--- Begin Records ---

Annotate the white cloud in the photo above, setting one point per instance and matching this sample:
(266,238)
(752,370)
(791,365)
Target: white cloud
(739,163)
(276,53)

--- End Records ---

Exercise aim: Reproduce every line of the records above, requests included, and shift each answer coordinate by subtracting 9 from both of its numbers. Leave the numbers in the requests and their format samples unchanged.

Full answer:
Annotate the white cloud in the photo above, setting one point per instance and matching this sample:
(266,238)
(752,370)
(791,365)
Target: white cloud
(730,154)
(267,44)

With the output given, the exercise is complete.